===== Provided passage

Whether it’s hand hygiene, physical distancing, disinfecting surfaces, wearing masks, or reaching out to protect the most vulnerable, behavior change has a key role to play in tackling the COVID-19 (coronavirus) pandemic. That’s why a new brief from the World Bank, London School of Hygiene & Tropical Medicine, Harvard Kennedy School and Project Clear provides guidelines and principles to help governments develop national communications strategies for behavior change.
The brief draws from academic literature, recent research, analysis of existing initiatives, and examples from projects across the world to offer 10 essential components for rapidly developing a communications strategy to combat COVID-19:
- Step 1 - Set up a communications task force. An agile and action-oriented task force, headed up by a national focal point, is needed to execute the strategy and should include representatives from the Ministry of Health, the private sector, media, behavioral scientists, and creative and communications specialists.

==========
===== Information shown

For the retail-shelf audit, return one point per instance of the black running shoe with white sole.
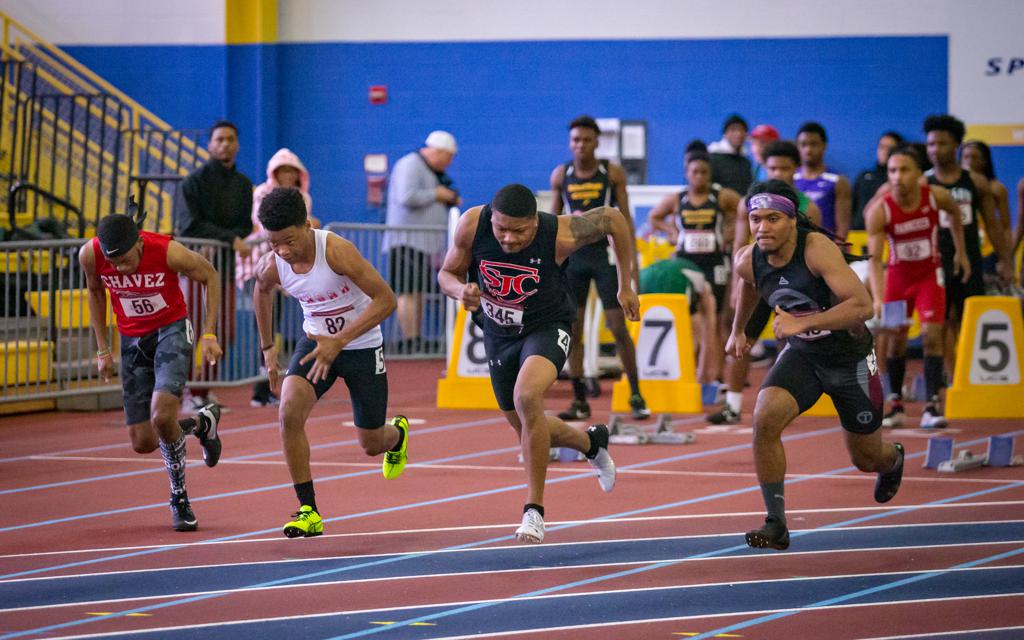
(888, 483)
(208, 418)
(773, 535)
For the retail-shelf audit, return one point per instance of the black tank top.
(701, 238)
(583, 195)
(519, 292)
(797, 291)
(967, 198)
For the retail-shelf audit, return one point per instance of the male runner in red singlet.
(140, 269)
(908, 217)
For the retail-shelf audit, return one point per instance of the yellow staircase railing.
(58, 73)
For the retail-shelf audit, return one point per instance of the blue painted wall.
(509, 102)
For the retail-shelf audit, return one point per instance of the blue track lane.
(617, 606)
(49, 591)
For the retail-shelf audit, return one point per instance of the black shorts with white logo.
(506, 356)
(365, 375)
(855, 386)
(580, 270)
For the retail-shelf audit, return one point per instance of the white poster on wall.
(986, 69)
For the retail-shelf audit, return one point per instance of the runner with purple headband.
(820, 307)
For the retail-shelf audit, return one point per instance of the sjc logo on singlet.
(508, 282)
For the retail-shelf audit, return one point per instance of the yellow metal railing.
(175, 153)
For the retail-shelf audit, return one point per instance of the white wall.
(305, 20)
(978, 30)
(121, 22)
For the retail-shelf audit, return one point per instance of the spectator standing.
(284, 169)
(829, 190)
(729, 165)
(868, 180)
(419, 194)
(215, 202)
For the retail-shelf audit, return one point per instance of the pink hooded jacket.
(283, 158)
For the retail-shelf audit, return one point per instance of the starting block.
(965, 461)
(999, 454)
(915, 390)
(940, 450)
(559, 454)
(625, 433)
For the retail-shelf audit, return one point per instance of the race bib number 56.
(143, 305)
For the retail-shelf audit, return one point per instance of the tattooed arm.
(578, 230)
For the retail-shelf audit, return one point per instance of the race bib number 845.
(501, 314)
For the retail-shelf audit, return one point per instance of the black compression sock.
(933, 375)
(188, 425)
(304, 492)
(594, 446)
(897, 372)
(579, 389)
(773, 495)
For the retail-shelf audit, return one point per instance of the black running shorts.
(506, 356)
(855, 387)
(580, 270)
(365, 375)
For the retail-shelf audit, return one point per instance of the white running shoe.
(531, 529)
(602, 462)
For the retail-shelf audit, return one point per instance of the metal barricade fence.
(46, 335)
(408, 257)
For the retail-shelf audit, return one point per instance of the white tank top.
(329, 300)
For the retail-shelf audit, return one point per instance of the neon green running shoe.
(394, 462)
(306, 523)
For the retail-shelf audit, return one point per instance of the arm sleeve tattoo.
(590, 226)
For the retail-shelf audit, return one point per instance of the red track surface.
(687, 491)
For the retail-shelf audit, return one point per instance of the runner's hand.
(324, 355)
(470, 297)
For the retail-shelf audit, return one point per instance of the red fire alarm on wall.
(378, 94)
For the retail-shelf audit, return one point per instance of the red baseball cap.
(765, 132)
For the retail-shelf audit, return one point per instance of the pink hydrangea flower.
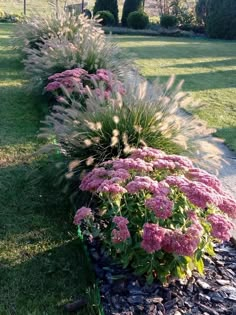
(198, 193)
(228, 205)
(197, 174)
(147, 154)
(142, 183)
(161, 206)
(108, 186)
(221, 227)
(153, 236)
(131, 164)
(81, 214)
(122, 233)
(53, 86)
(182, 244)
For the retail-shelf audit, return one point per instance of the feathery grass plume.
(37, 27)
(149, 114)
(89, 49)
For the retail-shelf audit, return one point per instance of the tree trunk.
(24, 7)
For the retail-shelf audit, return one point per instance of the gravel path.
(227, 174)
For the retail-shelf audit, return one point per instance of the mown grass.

==========

Exercise prompt: Extend the passage on the COVID-19 behavior change communications brief, picking up after its description of Step 1.

Response:
- Step 2 - Mobilize resources, including from the private sector. Core government funding for COVID communications needs to be mobilized rapidly and can be complemented with help from donors and from the private sector, who have many relevant skills to offer.
- Step 3 - Define which behaviors need to change and by whom. Campaigns need to be specific and clear about what behavior they want people to adopt. Hand hygiene and physical distancing are key to interrupting COVID-19 transmission in the community, as shown below.
- Step 4 - Review what is being done internationally and locally. Country programs need to be aware of global developments, gathered from authoritative sources including WHO, Compass, the World Bank and Hygiene Hub. The task force also needs to map all existing national efforts, as well as quickly counter misinformation.
Step 5 - Review what is known about the drivers of risk behaviors and rapidly fill in knowledge gaps. An effective national plan needs to engage the population with messages that are new and surprising in order to grab people’s attention. The communications must motivate action by making the behavior something that people will want to do. Above all, the advocated behavior has to be possible. Rapid in-depth research into what people are doing and why, especially in vulnerable or marginalized groups, is vital.
- Step 6 - Produce a creative brief and theory of change. A creative brief is the guiding document that sets out the problem, purpose, objectives, target behaviors, audience characterization, channels of communication, persuasive argument, tone, personality, measures of impact, and the materials required from the creative team.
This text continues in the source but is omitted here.